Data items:

──────────────────────────────

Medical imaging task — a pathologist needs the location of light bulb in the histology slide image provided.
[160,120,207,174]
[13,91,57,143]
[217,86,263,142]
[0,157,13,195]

──────────────────────────────

Please copy every line of the data above without changing anything.

Medical imaging task — a pathologist needs the location of light bulb in the histology slide image provided.
[160,120,207,174]
[13,91,57,143]
[217,86,263,142]
[0,157,13,195]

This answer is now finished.